## TASK REQUIREMENTS
From the Molt Search announcement below, output the passage that begins at the words "Introducing Molt Search" and stops after "network—introducing, Molt Search.", copied character for character.
— START OF PAGE EXTRACT —
Green Crab Monitoring

Introducing Molt Search

May 1, 2023

WSG and WSU Extension have teamed up to launch a new volunteer-based early detection program to complement the existing Crab Team monitoring network—introducing, Molt Search.

Building on Early Detection Success

Molt search builds on the hard work of Crab Team monitors who have been conducting early detection surveys since 2015. The network has found some of the first generations of green crabs to land on inland shorelines, including the first sighting in inland Washington in 2016 and 7 additional first detections of European green crab in new waterbodies in the Salish Sea. Over the years, Crab Team has grown to broadly support European green crab management needs in Washington through partnerships and advising with agencies, Tribes, and local trapping efforts and by conducting collaborative research to advance management and control objectives. The program now oversees a network of 56 early detection trapping sites along inland shorelines (plus 11 sites in coastal estuaries) that are surveyed by hundreds of volunteers, tribal staff, and agency partners. Monitors of these trapping sites are highly trained in identification of a wide variety of pocket estuary critters and they dedicate a significant amount of time to data collection and monitoring at their assigned sites across the region.
— END OF PAGE EXTRACT —
— START OF EXTRACTED RECORDS —
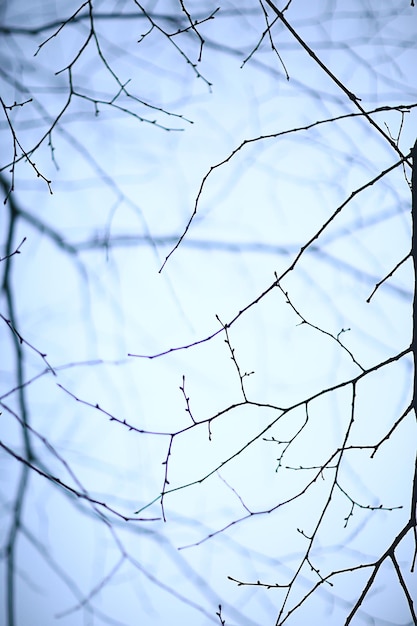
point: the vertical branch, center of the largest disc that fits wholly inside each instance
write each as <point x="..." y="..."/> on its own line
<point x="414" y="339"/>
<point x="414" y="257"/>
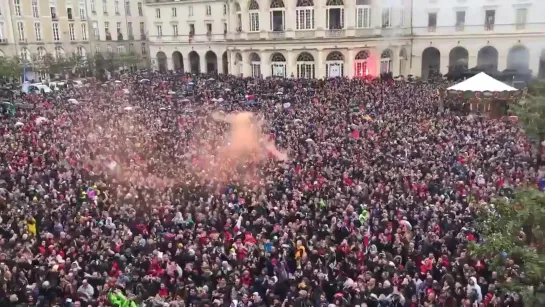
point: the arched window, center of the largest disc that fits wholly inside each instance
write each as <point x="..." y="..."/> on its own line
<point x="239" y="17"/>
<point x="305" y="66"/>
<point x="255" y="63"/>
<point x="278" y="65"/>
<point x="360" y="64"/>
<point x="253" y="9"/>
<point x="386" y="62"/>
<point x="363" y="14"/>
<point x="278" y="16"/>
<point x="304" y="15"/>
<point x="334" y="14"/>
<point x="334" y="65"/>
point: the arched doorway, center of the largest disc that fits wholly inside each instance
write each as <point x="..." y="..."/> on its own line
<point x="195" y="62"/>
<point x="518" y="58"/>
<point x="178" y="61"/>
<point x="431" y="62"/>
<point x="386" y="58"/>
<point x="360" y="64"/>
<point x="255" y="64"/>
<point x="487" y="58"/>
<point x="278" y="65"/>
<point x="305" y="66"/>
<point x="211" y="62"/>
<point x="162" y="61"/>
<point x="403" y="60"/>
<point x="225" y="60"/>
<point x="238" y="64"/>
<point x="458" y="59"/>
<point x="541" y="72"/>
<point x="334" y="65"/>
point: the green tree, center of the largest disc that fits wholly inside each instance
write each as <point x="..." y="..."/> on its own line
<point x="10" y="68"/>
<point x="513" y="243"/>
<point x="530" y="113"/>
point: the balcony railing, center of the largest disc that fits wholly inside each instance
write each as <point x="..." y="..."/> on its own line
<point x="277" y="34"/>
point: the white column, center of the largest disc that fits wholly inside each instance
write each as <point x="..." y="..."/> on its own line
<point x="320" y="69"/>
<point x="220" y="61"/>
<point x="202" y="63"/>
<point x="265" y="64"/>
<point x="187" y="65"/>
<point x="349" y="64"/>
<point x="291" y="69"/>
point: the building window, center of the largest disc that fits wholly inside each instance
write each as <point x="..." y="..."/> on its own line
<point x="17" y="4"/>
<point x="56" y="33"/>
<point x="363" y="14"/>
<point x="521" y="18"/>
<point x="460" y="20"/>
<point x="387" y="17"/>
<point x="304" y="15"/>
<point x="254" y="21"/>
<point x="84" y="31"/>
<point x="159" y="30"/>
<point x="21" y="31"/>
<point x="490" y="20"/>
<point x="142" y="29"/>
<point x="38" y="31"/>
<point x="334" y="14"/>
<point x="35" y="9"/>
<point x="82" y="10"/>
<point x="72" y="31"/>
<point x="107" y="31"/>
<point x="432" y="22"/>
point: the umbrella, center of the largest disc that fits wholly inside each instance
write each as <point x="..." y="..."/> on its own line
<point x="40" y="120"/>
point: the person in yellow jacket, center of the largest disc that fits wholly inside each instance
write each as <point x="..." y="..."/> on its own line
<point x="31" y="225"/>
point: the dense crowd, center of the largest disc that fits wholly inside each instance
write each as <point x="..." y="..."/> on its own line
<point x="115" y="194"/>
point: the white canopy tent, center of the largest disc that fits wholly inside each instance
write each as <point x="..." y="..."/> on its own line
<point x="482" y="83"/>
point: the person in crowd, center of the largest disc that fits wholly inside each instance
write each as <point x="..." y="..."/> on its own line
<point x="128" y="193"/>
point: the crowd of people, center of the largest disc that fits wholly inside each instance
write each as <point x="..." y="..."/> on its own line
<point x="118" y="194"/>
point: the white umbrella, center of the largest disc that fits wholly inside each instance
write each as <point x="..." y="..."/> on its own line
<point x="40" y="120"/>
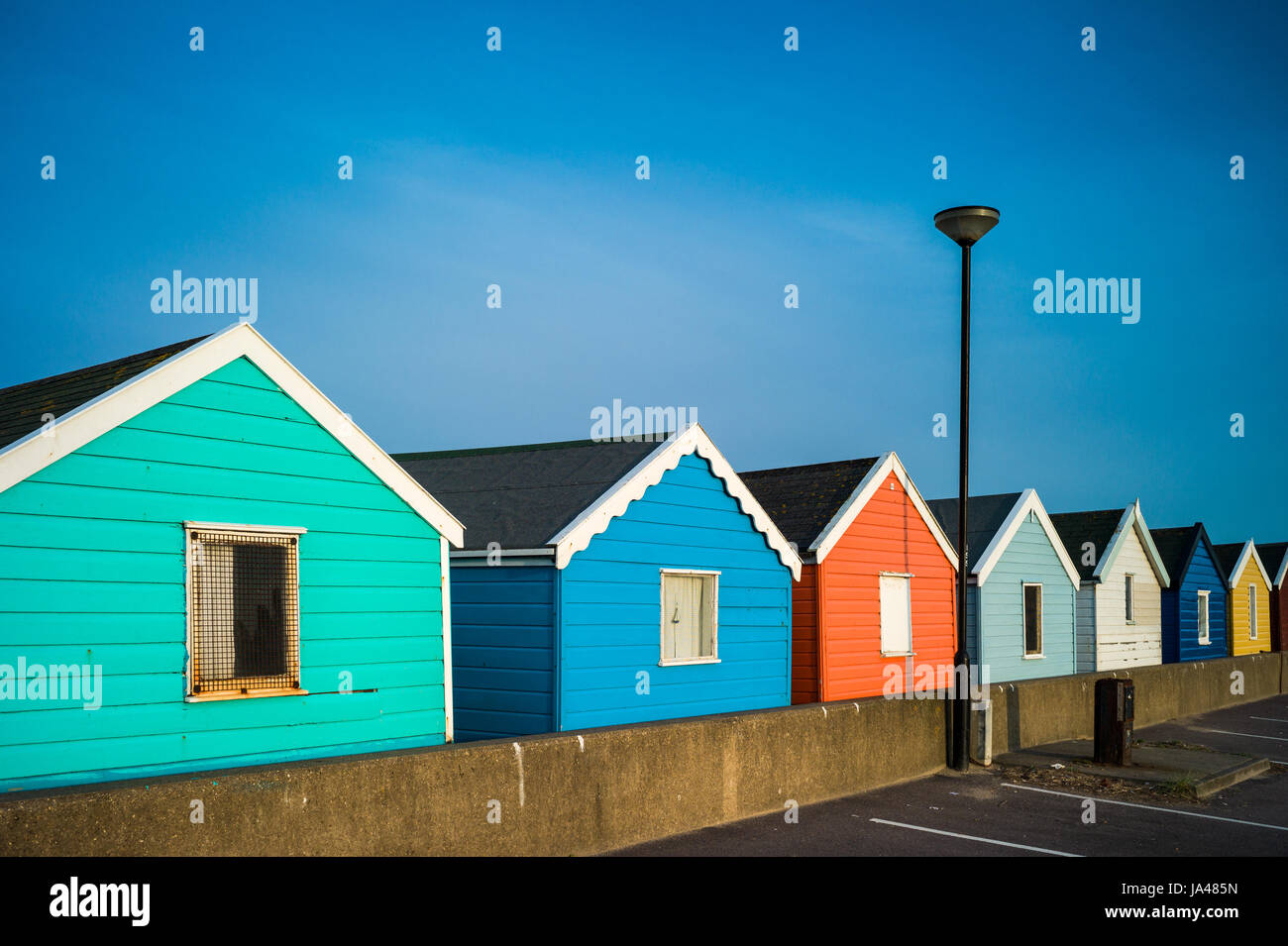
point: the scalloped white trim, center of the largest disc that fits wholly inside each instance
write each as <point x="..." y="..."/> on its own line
— END OF EXTRACTED RECORDS —
## ANSWER TO THIS PROBLEM
Introducing Molt Search

May 1, 2023

WSG and WSU Extension have teamed up to launch a new volunteer-based early detection program to complement the existing Crab Team monitoring network—introducing, Molt Search.